13/08/2012 15h07Atualizada em 13/08/2012 17h00

O advogado Bruno Alves Braga, que defende o ex-deputado federal Carlos Alberto Rodrigues, o Bispo Rodrigues (ex-PL), no julgamento do mensalão, afirmou que seu cliente recebeu R$ 150 mil do PT para saldar dívidas da campanha eleitoral de 2002. Ele negou que o parlamentar tenha sido comprado pelo PT para apoiar o governo federal, prática que gerou o nome de mensalão.

“Ele jamais negou recebimento de dinheiro”, disse. “Esse montante veio do PT com destinação absolutamente diferente da imaginada pela acusação. Ele recebeu R$ 150 mil para pagamento de dívida de campanha de 2002″, afirmou. Rodrigues renunciou ao mandato para escapar da cassação e deixou de ser bispo. 

Braga afirma que as pessoas que colaboraram com a campanha de Bispo Rodrigues receberam pagamento em espécie porque eram humildes e muitas nem conta bancária tinham.

"As pessoas demoraram mais de 1 ano para receber. Ele recebeu ameaça de morte", alegou a defesa de Rodrigues. Ainda segundo o advogado, o PL sempre votou com o PT, portanto, não haveria sentido receber dinheiro para votar a favor do governo na primeira gestão de Luiz Inácio Lula da Silva.

A defesa afirma que o Ministério Público não aponta nenhum ato de ofício que comprovaria as acusações de compra de apoio, portanto não há os crimes de lavagem de dinheiro e corrupção ativa, como aponta a denúncia. 

Na sequência, começou a ser ouvida a defesa de o delator do mensalão, Roberto Jefferson (PTB-RJ). Então presidente do PTB, foi ele quem revelou, em entrevista ao jornal "Folha de S. Paulo" no dia 6 de junho de 2005, o esquema de compra de votos no Congresso, chefiado pelo então ministro-chefe da Casa Civil do governo Lula, José Dirceu.

Depois de Jefferson, serão defendidos os petebistas Emerson Palmieri, Romeu Queiroz e o ex-deputado federal José Borba (PMDB), hoje prefeito da cidade paranaense de Jandaia do Sul.

▶ **LINHAS EXTRAÍDAS**:
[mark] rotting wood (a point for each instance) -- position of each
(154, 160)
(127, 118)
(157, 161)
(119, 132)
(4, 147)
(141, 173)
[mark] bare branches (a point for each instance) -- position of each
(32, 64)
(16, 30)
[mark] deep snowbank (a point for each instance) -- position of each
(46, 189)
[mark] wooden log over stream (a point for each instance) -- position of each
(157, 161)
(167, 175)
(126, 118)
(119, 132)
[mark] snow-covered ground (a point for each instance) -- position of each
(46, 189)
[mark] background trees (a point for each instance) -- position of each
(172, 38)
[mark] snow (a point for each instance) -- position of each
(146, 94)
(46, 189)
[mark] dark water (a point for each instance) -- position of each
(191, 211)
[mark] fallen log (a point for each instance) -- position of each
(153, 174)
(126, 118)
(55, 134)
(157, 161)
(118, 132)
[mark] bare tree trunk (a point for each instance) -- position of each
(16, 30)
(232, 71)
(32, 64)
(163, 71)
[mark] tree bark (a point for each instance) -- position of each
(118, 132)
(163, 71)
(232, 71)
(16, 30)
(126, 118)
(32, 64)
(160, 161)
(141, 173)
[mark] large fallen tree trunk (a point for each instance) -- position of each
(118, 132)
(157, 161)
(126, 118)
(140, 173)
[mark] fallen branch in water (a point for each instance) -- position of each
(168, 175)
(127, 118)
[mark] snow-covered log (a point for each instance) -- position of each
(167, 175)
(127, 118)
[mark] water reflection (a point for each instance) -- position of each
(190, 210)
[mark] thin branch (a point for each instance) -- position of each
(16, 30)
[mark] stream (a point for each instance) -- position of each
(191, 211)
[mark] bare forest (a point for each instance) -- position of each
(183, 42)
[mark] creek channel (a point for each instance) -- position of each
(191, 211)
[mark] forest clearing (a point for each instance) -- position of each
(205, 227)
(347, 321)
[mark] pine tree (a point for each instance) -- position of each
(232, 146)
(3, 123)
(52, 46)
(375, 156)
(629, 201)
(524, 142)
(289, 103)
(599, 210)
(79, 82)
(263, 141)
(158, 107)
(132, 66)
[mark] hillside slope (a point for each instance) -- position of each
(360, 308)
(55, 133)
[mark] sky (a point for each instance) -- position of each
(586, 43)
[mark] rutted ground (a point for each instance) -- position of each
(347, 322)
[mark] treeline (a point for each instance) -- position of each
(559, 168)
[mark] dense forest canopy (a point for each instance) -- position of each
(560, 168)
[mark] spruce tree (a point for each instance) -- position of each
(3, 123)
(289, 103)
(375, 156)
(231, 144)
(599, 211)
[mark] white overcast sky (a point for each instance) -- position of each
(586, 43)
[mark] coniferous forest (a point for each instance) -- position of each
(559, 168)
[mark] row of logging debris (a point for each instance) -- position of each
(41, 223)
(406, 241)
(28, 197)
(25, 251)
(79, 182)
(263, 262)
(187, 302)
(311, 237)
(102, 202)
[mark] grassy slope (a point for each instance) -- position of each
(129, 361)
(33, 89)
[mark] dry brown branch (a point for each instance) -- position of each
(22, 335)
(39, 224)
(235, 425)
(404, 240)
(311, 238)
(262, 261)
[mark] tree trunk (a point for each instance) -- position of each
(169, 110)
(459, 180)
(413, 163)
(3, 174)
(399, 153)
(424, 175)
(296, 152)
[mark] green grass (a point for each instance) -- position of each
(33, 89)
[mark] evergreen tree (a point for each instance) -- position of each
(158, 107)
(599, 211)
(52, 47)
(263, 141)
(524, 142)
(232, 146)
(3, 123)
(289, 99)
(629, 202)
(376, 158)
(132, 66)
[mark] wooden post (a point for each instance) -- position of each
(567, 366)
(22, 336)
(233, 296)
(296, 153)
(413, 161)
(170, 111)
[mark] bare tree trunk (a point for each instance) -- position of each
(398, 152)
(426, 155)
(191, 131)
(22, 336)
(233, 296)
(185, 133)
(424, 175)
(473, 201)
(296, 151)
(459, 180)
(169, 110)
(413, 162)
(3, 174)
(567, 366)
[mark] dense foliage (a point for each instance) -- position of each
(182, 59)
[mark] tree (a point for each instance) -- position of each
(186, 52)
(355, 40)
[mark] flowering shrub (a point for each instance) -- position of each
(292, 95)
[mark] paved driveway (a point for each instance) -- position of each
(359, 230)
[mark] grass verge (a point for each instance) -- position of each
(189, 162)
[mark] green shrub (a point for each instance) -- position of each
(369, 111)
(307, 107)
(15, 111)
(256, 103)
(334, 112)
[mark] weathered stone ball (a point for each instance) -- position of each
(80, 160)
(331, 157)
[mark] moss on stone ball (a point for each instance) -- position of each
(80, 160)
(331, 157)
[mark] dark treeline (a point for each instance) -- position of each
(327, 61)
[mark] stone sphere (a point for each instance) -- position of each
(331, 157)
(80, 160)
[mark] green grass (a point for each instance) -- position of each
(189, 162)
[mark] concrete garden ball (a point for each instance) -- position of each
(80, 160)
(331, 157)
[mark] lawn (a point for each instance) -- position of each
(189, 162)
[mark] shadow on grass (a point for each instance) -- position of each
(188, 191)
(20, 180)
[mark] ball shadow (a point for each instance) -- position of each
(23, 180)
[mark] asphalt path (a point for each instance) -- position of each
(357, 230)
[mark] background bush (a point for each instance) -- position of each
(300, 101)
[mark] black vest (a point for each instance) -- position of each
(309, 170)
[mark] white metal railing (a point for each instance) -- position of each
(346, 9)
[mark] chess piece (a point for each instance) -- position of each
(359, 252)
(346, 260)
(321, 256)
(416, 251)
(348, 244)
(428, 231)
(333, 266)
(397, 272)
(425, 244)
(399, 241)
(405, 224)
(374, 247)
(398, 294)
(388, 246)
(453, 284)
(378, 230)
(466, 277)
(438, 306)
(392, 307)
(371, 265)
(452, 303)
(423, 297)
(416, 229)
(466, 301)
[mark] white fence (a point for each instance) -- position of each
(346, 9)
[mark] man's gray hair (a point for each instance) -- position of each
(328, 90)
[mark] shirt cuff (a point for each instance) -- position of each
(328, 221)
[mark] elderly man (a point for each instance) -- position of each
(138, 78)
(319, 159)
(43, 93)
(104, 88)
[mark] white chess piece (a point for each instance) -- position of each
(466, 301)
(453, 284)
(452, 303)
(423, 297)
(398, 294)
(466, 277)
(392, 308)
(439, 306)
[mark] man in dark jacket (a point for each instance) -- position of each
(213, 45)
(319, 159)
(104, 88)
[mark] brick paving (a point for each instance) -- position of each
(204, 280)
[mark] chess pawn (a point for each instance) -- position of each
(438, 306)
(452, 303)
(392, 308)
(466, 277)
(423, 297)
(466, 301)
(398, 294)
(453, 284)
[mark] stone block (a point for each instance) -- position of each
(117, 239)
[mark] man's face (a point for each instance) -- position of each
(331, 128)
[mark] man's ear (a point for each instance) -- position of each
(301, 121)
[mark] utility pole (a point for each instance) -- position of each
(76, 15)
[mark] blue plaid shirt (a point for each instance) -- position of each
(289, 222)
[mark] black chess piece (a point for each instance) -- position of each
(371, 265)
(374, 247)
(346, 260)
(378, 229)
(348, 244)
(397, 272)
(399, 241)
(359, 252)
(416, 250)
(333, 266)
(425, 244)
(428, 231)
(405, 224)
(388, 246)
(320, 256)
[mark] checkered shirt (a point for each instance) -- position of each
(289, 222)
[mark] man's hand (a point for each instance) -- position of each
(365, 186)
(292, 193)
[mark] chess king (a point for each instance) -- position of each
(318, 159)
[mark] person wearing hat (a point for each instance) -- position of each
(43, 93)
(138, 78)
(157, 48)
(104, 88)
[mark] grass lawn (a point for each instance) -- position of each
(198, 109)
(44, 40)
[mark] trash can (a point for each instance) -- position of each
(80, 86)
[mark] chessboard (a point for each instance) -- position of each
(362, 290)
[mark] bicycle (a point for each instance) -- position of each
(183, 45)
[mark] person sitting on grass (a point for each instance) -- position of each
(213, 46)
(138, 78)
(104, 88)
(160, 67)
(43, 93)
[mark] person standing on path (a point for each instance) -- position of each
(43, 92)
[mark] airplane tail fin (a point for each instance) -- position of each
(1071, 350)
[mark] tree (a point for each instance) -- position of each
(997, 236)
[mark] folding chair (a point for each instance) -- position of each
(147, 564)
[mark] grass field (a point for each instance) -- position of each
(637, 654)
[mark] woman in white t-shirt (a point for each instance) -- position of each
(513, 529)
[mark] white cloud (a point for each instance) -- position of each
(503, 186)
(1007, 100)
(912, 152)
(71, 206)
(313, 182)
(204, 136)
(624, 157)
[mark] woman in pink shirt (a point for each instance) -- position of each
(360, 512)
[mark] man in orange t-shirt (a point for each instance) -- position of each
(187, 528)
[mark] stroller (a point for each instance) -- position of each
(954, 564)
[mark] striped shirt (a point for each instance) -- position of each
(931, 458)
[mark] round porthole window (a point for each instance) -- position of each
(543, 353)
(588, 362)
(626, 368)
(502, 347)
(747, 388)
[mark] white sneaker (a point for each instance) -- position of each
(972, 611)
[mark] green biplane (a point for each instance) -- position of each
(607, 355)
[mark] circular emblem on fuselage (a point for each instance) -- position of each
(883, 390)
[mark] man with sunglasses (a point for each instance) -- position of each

▶ **TAREFAS E EXERCÍCIOS**:
1. Segundo o advogado citado no trecho, que valor o Bispo Rodrigues recebeu do PT?
2. Informe quantas linhas, fora do trecho, contêm a sequência "shirt", diferenciando maiúsculas de minúsculas. Responda apenas com o número.

▶ **RESULTADOS POR TAREFA**:
1. R$ 150 mil.

2. 7